Every line from the one with "[[124, 97], [94, 93], [62, 15], [129, 10]]" to the final line of the records should be printed exactly as it is, with pictures left out.
==============================
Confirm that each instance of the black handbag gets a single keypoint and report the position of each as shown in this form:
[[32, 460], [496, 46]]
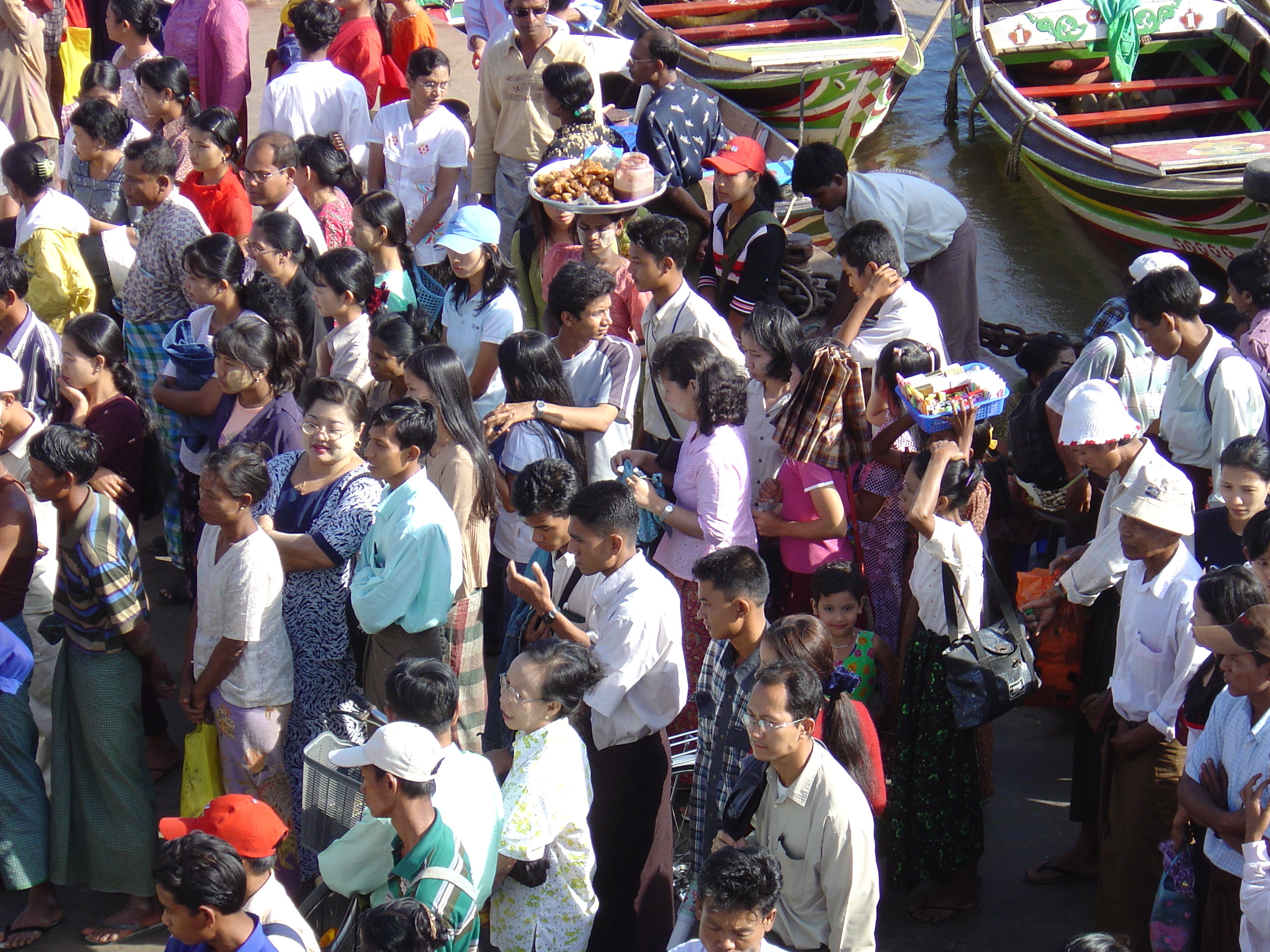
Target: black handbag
[[991, 669]]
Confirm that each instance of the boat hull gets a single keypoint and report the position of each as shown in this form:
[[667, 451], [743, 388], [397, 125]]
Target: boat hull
[[1204, 215]]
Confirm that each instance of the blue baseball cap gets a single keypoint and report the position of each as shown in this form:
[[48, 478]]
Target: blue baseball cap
[[473, 226]]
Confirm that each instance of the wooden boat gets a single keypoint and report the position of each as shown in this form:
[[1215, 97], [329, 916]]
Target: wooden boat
[[1156, 160], [812, 73]]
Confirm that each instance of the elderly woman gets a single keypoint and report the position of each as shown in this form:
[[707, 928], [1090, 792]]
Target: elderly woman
[[710, 480], [320, 505]]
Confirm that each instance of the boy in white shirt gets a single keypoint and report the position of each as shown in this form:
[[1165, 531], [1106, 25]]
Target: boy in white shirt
[[737, 893]]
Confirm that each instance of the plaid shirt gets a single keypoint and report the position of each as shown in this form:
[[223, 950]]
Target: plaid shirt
[[98, 593], [1113, 311], [825, 419], [154, 291], [723, 743], [432, 874]]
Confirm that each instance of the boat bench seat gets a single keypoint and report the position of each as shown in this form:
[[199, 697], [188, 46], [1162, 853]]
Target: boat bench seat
[[1156, 113], [734, 32], [1080, 89]]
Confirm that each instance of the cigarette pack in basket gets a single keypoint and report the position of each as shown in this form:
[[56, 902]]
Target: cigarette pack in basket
[[931, 398]]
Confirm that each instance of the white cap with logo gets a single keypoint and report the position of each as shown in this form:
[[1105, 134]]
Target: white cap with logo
[[402, 748]]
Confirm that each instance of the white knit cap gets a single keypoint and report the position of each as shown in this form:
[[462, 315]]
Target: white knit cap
[[1142, 266], [1095, 415], [1168, 503]]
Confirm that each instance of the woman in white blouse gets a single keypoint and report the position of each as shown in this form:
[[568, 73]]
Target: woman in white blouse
[[238, 670], [546, 799]]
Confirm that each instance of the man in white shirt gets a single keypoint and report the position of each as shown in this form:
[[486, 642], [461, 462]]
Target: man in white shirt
[[658, 253], [1155, 658], [1213, 395], [938, 241], [870, 262], [426, 692], [256, 833], [314, 97], [635, 618], [269, 181], [602, 370], [813, 818]]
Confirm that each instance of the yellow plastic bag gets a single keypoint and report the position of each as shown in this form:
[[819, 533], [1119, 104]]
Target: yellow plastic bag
[[75, 52], [201, 776]]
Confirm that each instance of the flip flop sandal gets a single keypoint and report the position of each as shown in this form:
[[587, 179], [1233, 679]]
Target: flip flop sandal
[[41, 931]]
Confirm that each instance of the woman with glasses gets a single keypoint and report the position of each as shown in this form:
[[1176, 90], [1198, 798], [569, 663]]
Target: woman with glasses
[[417, 151], [546, 798], [320, 505]]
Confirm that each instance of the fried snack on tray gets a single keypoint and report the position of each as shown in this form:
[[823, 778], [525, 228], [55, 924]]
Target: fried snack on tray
[[587, 178]]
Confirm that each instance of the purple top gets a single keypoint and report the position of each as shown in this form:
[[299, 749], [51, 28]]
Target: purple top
[[711, 480]]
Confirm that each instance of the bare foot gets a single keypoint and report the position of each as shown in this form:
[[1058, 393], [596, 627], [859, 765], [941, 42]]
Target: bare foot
[[41, 914], [138, 913]]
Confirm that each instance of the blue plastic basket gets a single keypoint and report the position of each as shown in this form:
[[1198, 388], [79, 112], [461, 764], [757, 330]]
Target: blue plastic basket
[[941, 422]]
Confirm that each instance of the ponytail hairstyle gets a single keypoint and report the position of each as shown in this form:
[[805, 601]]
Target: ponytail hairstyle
[[383, 210], [143, 16], [28, 167], [440, 367], [722, 397], [960, 479], [271, 348], [221, 127], [533, 370], [170, 73], [216, 258], [101, 74], [572, 87], [333, 166], [803, 638], [98, 335], [906, 357], [351, 269]]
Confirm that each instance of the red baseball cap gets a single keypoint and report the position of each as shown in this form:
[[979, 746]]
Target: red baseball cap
[[245, 823], [741, 154]]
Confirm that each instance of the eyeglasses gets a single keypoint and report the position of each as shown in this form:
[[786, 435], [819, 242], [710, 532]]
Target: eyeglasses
[[313, 429], [761, 725], [516, 695]]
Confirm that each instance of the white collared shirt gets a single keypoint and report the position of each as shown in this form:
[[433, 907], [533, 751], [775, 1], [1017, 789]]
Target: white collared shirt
[[297, 209], [685, 311], [1103, 563], [1155, 645], [318, 98], [906, 314], [1237, 408], [639, 639]]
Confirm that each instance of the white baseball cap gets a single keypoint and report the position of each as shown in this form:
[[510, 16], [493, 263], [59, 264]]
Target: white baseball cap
[[11, 375], [1142, 266], [402, 748]]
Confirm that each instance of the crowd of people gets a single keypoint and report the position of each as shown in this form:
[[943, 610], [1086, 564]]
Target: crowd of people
[[397, 418]]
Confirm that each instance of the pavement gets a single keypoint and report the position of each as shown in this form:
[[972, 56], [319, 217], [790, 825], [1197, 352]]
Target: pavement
[[1026, 820]]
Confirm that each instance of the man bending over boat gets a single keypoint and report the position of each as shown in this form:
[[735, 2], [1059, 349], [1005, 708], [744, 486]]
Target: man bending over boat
[[936, 238]]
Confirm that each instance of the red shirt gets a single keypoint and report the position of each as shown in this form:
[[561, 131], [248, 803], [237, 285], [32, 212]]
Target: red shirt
[[224, 206]]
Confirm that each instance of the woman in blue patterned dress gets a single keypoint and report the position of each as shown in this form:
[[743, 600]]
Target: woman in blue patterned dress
[[320, 505]]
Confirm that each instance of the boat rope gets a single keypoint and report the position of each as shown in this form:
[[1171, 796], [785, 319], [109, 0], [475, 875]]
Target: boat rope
[[975, 106], [1016, 147], [952, 95]]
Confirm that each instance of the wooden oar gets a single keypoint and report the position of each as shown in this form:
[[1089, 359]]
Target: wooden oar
[[935, 24]]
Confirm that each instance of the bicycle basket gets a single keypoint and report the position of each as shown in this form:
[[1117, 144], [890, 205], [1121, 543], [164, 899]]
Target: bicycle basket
[[332, 798]]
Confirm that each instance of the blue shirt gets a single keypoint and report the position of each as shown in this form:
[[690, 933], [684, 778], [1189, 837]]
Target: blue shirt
[[411, 563], [256, 942]]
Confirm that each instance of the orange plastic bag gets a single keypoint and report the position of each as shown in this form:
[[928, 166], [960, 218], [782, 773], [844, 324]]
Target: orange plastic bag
[[1058, 645]]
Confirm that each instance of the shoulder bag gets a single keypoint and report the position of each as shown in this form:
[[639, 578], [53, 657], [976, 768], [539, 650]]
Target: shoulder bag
[[991, 669]]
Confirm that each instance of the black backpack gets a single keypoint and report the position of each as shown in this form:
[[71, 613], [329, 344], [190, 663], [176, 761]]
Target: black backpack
[[1033, 453]]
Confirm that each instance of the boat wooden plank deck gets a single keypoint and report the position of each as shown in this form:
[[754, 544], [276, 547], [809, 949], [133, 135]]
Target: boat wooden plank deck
[[1080, 89]]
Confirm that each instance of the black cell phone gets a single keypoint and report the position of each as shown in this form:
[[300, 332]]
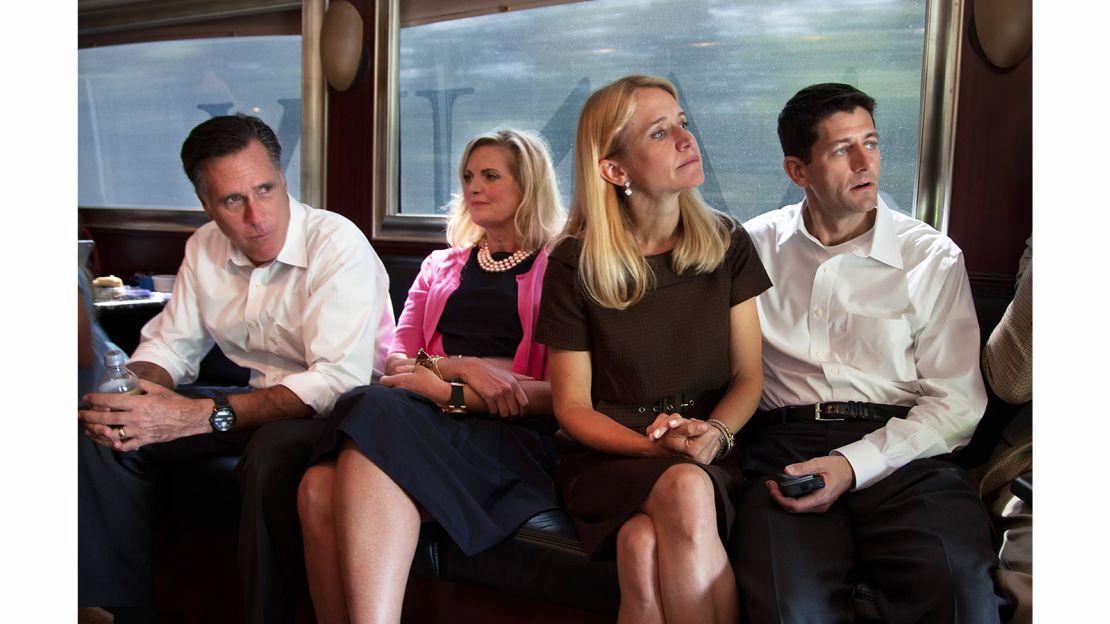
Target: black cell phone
[[1022, 487], [795, 486]]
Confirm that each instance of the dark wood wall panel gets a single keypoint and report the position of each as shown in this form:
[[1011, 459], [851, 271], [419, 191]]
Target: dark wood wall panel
[[127, 252], [991, 201]]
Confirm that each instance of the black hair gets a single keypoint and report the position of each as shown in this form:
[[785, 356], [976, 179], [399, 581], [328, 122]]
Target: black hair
[[223, 136], [797, 123]]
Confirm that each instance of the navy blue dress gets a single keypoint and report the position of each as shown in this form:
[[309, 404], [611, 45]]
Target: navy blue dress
[[480, 476]]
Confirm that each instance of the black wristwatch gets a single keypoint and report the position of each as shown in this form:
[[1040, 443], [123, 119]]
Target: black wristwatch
[[223, 416]]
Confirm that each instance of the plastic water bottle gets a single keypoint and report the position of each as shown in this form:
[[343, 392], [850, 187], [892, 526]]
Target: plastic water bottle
[[118, 378]]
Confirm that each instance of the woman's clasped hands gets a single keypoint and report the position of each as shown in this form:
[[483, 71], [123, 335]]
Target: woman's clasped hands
[[692, 438]]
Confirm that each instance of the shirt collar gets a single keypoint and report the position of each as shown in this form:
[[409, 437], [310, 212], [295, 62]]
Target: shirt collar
[[293, 251], [884, 242]]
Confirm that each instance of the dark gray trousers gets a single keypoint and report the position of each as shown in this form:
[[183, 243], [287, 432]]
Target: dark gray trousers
[[115, 497], [920, 536]]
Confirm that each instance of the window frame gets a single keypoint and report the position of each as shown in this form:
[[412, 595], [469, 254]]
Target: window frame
[[936, 131], [152, 20]]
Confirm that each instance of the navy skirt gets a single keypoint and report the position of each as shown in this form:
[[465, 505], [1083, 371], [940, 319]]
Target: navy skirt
[[478, 476]]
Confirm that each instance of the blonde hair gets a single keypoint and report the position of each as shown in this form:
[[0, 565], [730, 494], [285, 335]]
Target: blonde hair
[[611, 268], [541, 213]]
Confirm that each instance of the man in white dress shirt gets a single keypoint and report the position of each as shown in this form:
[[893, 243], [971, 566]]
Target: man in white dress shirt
[[294, 294], [870, 349]]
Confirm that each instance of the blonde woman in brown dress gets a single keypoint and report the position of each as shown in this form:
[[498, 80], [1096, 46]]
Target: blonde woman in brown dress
[[649, 310]]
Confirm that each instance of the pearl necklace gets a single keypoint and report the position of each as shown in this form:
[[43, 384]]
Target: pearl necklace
[[490, 265]]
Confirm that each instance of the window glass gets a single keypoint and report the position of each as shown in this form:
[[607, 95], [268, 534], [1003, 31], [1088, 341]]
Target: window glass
[[138, 102], [734, 62]]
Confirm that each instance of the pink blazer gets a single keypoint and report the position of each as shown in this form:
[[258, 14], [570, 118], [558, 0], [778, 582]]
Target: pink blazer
[[439, 278]]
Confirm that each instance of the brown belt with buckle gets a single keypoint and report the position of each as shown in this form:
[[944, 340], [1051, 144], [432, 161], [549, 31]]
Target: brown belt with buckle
[[844, 411]]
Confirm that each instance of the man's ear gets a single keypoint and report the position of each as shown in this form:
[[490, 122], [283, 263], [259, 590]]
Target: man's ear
[[796, 171], [612, 172]]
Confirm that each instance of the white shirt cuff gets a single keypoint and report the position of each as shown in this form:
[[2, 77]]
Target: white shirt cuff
[[312, 389], [867, 462]]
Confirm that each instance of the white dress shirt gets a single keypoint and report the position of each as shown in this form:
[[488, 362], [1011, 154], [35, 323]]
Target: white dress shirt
[[316, 320], [885, 318]]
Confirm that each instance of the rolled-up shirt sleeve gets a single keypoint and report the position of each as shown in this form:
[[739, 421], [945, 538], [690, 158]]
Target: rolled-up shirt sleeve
[[177, 339], [951, 393], [347, 322]]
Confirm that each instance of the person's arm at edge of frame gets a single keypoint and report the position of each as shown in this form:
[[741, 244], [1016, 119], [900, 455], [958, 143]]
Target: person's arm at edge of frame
[[571, 379]]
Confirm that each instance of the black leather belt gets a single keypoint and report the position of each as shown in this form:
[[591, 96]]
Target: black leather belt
[[638, 415], [845, 411]]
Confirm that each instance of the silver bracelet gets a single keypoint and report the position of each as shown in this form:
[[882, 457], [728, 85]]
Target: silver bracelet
[[726, 439]]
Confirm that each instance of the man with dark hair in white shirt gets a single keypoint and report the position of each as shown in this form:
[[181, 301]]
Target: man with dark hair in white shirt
[[294, 294], [870, 381]]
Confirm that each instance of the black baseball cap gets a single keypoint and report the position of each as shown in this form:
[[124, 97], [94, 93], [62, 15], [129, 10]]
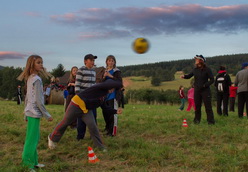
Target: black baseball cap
[[89, 56], [200, 57]]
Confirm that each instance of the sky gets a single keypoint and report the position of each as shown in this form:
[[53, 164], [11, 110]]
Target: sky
[[64, 31]]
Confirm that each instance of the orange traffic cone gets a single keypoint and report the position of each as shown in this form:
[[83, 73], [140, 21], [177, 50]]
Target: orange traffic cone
[[92, 156], [185, 123]]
==============================
* _EXERCISE OUTPUT_:
[[124, 97], [94, 93], [62, 15], [129, 10]]
Target: black baseball cap
[[89, 56], [200, 57]]
Confirm that each instance of the sky gets a single keypoint and report the position of each as shown in this form:
[[53, 164], [11, 110]]
Target: sky
[[64, 31]]
Confirm that each instance of the orange traffic cone gets a single keypoint and report the position of each as shown in this form:
[[83, 73], [140, 21], [177, 50]]
Target: orange traffic cone
[[92, 156], [185, 123]]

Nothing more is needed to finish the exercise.